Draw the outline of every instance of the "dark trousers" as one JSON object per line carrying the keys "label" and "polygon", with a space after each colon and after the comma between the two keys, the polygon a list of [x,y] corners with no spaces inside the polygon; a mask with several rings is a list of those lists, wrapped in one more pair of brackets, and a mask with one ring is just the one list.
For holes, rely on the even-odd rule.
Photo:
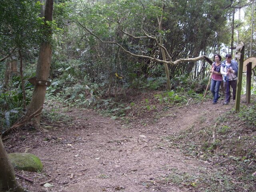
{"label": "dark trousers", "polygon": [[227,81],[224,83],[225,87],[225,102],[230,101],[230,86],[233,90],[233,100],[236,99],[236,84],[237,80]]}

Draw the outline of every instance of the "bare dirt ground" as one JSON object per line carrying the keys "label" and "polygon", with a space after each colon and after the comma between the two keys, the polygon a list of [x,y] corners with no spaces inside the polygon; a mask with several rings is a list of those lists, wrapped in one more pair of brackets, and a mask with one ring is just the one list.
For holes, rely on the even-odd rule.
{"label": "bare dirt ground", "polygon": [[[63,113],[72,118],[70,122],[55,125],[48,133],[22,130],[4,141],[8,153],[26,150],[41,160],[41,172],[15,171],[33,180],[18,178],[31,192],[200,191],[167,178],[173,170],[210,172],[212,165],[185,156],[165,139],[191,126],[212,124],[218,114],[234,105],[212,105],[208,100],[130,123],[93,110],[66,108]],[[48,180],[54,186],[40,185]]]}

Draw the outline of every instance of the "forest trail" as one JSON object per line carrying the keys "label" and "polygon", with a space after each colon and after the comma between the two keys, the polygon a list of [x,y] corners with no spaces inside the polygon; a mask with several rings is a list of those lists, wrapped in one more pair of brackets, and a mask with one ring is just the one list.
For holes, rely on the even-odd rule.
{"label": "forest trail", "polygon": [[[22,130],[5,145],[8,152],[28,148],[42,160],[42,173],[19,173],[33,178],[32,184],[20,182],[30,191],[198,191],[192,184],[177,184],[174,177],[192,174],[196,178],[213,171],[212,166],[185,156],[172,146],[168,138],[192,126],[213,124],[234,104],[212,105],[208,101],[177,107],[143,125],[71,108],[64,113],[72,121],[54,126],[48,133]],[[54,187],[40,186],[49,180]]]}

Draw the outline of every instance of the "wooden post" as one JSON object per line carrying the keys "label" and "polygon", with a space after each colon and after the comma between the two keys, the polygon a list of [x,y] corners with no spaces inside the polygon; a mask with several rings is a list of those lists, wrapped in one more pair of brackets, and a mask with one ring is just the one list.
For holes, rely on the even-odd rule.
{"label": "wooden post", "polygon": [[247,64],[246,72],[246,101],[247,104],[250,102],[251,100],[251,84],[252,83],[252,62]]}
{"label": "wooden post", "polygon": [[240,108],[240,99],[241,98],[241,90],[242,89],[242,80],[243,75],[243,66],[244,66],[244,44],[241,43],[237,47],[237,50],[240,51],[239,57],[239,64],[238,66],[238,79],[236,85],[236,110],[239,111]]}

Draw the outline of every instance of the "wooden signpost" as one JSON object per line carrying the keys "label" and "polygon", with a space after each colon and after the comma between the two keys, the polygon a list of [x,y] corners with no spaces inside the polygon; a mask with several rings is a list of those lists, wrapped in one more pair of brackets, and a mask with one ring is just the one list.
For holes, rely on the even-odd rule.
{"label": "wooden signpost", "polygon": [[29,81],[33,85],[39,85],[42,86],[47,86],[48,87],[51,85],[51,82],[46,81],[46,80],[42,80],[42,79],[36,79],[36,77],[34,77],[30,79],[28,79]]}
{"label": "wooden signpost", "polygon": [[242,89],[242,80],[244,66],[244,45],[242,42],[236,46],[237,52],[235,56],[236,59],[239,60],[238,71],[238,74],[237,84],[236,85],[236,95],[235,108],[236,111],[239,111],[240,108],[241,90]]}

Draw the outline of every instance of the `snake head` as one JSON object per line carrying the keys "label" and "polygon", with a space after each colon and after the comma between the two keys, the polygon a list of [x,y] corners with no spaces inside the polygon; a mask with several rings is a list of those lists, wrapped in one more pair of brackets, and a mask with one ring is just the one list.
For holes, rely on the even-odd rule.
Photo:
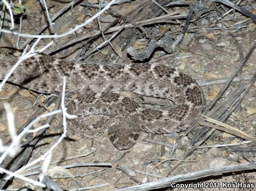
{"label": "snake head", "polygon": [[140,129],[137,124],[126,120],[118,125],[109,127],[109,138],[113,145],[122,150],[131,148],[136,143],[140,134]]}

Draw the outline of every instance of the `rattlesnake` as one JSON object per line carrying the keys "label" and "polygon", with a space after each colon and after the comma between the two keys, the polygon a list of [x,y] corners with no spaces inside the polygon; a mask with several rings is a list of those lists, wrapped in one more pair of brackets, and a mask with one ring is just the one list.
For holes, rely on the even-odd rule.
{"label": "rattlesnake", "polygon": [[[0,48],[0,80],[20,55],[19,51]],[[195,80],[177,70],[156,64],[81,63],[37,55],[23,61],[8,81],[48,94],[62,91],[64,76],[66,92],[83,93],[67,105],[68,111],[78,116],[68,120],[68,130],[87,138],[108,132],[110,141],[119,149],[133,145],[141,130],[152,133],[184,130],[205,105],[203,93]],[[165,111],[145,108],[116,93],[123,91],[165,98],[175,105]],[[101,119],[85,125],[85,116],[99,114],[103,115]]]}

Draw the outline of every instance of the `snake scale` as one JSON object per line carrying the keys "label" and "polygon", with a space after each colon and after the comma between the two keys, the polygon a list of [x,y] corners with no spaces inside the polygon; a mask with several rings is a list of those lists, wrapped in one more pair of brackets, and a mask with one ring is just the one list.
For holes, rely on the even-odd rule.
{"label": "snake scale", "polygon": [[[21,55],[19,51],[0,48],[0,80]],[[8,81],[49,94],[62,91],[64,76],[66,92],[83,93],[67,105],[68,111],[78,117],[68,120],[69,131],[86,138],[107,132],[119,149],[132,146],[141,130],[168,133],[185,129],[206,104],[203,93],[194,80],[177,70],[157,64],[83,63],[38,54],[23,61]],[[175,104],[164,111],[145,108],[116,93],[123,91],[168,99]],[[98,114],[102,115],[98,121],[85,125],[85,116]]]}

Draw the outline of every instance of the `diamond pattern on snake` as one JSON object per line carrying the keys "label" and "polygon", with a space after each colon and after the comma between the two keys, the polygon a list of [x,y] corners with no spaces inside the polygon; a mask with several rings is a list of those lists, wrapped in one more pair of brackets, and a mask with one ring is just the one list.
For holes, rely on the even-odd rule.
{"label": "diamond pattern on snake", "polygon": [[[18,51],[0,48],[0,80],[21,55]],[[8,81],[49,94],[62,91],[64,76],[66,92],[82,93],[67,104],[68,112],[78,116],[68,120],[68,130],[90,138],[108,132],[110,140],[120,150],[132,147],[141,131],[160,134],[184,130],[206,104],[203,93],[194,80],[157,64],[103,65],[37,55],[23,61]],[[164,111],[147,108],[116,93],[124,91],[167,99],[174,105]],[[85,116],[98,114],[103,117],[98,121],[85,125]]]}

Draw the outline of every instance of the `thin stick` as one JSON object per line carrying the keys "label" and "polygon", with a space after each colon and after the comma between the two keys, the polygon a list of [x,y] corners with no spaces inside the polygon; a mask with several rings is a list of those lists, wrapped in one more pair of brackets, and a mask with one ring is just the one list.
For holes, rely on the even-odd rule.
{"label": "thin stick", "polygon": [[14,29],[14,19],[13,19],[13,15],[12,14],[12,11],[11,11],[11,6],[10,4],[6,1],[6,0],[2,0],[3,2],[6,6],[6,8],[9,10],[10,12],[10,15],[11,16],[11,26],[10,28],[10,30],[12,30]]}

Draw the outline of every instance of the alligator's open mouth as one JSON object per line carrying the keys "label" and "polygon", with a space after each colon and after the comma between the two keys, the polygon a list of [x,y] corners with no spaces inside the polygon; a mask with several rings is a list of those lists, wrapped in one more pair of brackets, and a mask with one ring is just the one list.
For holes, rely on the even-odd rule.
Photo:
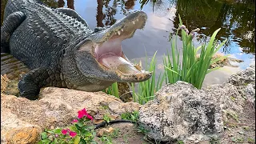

--

Repeat each record exactly, with the pictures left out.

**Result for this task:**
Draw the outline of every instance of the "dark trousers" as one JSON object per line carrying the keys "label" and "polygon", with a space after each colon and after the comma between the two keys, the polygon a list of [x,y] corners with no spaces inside the polygon; a mask with several rings is a list of those lists, wrapped in one more pair of brackets, and a mask with one ring is just the one list.
For holes, rely on the even-odd rule.
Photo:
{"label": "dark trousers", "polygon": [[227,81],[224,83],[225,87],[225,102],[230,101],[230,86],[233,90],[233,100],[236,99],[236,84],[237,80]]}

Draw the outline of every instance of the "bare dirt ground" as one JSON object per line carrying the keys "label" and "polygon", with a space after each colon and after the comma between the two keys, the polygon a list of [x,y] corners with no spaces inside the polygon; a mask with several rings is a list of those lists, wrapped in one more pair of brackets, and a mask with one ring is just the one list.
For holes, rely on the even-odd rule.
{"label": "bare dirt ground", "polygon": [[[63,113],[72,118],[70,122],[55,125],[48,133],[22,130],[4,141],[8,153],[26,150],[41,160],[41,172],[15,171],[33,180],[18,178],[31,192],[200,191],[167,178],[173,170],[210,172],[212,165],[185,156],[165,139],[191,126],[212,124],[218,114],[234,105],[212,105],[208,100],[130,123],[93,110],[66,108]],[[48,180],[54,186],[40,185]]]}

Draw the outline of every instance of the "forest trail" as one JSON object per line carrying the keys "label" and "polygon", with a space after each colon and after the comma between the two keys, the polygon a list of [x,y] corners with no spaces inside the polygon; a mask with several rings is a list of those lists, wrapped in one more pair of brackets, and a mask with one ring is just the one list.
For holes, rely on the even-odd rule.
{"label": "forest trail", "polygon": [[[22,130],[5,145],[8,152],[28,148],[42,160],[42,173],[19,173],[33,178],[32,184],[20,182],[30,191],[198,191],[192,184],[177,184],[174,177],[192,174],[196,178],[213,171],[212,166],[185,156],[172,146],[168,138],[192,126],[213,124],[234,104],[212,105],[208,101],[177,107],[143,125],[71,108],[64,113],[72,121],[54,126],[48,133]],[[54,187],[40,186],[49,180]]]}

Draw the outline of every instance of the "wooden post" as one JSON object per line carrying the keys "label" and "polygon", with a space after each colon and after the comma between the two keys, the polygon a list of [x,y] corners with no spaces inside the polygon; a mask with several rings is a list of those lists, wrapped in one more pair of brackets, and a mask with one ring is just the one list.
For holes, rely on the even-odd rule.
{"label": "wooden post", "polygon": [[247,64],[246,72],[246,101],[247,104],[250,102],[251,100],[251,84],[252,83],[252,62]]}
{"label": "wooden post", "polygon": [[240,108],[240,99],[241,98],[241,90],[242,89],[242,80],[243,75],[243,66],[244,66],[244,44],[241,43],[237,47],[237,50],[240,51],[239,57],[239,64],[238,66],[238,79],[236,85],[236,110],[239,111]]}

Draw the outline of every instance of the "wooden signpost" as one JSON object per line carrying the keys "label" and "polygon", with a space after each colon and after the comma between the two keys, the polygon a list of [x,y] corners with no spaces inside the polygon; a mask with several rings is a list of those lists, wrapped in one more pair of brackets, and a mask with one ring is just the one list.
For holes, rely on the even-odd rule.
{"label": "wooden signpost", "polygon": [[29,81],[33,85],[39,85],[42,86],[47,86],[48,87],[51,85],[51,82],[46,81],[46,80],[42,80],[42,79],[36,79],[36,77],[34,77],[30,79],[28,79]]}
{"label": "wooden signpost", "polygon": [[242,89],[242,80],[244,66],[244,45],[242,42],[236,46],[237,52],[235,56],[236,59],[239,60],[238,71],[238,74],[237,84],[236,85],[236,95],[235,108],[236,111],[239,111],[240,108],[241,90]]}

Draw the outline of every instance of the `snake head` as one JSON object per line carrying the keys "label" and "polygon", with a space after each colon and after the comma between the two keys, the polygon a list of [x,y] corners with no spaces inside the polygon; a mask with several rings is a list of those lists, wrapped in one more pair of brackets, and a mask with one ring is just the one list.
For holes, rely on the even-odd rule.
Photo:
{"label": "snake head", "polygon": [[140,129],[137,124],[126,120],[118,125],[109,127],[109,138],[113,145],[122,150],[131,148],[136,143],[140,134]]}

Draw the outline of every instance of the `rattlesnake` as one JSON object per line carrying the keys "label" and "polygon", with a space after each colon and after the comma between the two keys, the polygon a list of [x,y] corners with no spaces inside the polygon; a mask with several rings is a list of those lists, wrapped in one more pair of brackets, and a mask with one ring is just the one list.
For holes, rely on the even-odd rule.
{"label": "rattlesnake", "polygon": [[[0,48],[0,80],[20,55],[19,51]],[[195,80],[177,70],[156,64],[81,63],[37,55],[23,61],[8,81],[48,94],[62,91],[64,76],[66,92],[83,93],[67,105],[68,111],[78,116],[68,120],[68,130],[87,138],[108,132],[110,141],[119,149],[133,145],[141,130],[152,133],[184,130],[205,105],[203,93]],[[165,111],[145,108],[116,93],[123,91],[165,98],[175,105]],[[101,119],[85,125],[85,116],[99,114],[103,115]]]}

Draw the outline of every instance of the `snake scale` as one JSON object per line carrying the keys "label" and "polygon", with a space after each colon and after the comma between the two keys, the polygon a list of [x,y] corners with no spaces inside the polygon; a mask with several rings is a list of those lists, wrapped in one more pair of brackets, and a mask with one ring is just the one list.
For holes, rely on the even-odd rule.
{"label": "snake scale", "polygon": [[[21,55],[19,51],[0,48],[0,80]],[[8,81],[49,94],[62,91],[64,76],[66,92],[83,93],[67,105],[68,111],[78,117],[68,120],[69,131],[86,138],[107,132],[119,149],[132,146],[141,130],[168,133],[185,129],[206,104],[203,93],[194,80],[177,70],[157,64],[83,63],[38,54],[23,61]],[[175,104],[164,111],[145,108],[116,93],[123,91],[168,99]],[[98,114],[102,115],[98,121],[85,125],[85,116]]]}

Draw the outline of every instance of the `diamond pattern on snake` as one JSON object per line carrying the keys "label" and "polygon", with a space after each colon and after the comma between the two keys, the polygon a list of [x,y] corners with no spaces inside the polygon; a mask with several rings is a list of those lists, wrapped in one more pair of brackets, and a mask with one ring is just the one list.
For holes, rely on the even-odd rule.
{"label": "diamond pattern on snake", "polygon": [[[18,51],[0,48],[0,80],[21,55]],[[8,81],[49,94],[62,91],[64,76],[66,92],[82,93],[67,104],[68,112],[78,116],[68,120],[68,130],[90,138],[108,132],[110,140],[120,150],[132,147],[141,131],[160,134],[184,130],[206,104],[203,93],[194,80],[157,64],[103,65],[37,55],[23,61]],[[164,111],[147,108],[116,93],[124,91],[167,99],[174,105]],[[85,116],[98,114],[103,117],[98,121],[85,125]]]}

Draw the outline of every instance of the `thin stick` as one JSON object per line carrying the keys "label" and "polygon", with a space after each colon and after the comma between the two keys, the polygon a list of [x,y] corners with no spaces inside the polygon; a mask with several rings is a list of those lists, wrapped in one more pair of brackets, and a mask with one ring is just the one list.
For holes, rely on the even-odd rule.
{"label": "thin stick", "polygon": [[14,29],[14,19],[13,19],[13,15],[12,14],[12,11],[11,11],[11,6],[10,4],[6,1],[6,0],[2,0],[3,2],[6,6],[6,8],[9,10],[10,12],[10,15],[11,16],[11,26],[10,28],[10,30],[12,30]]}

Draw the outline of every instance of the alligator's open mouth as one JSON object per line carrying the keys "label" and "polygon", with a space after each colon and after the comma between the two keys, the polygon a list of [x,y] corners with no spaces inside the polygon; a mask with several rings is a list of those lists, wrapped in one more pair of brackets, and a mask with one ring is just the one list.
For holes, rely on the even-odd rule.
Photo:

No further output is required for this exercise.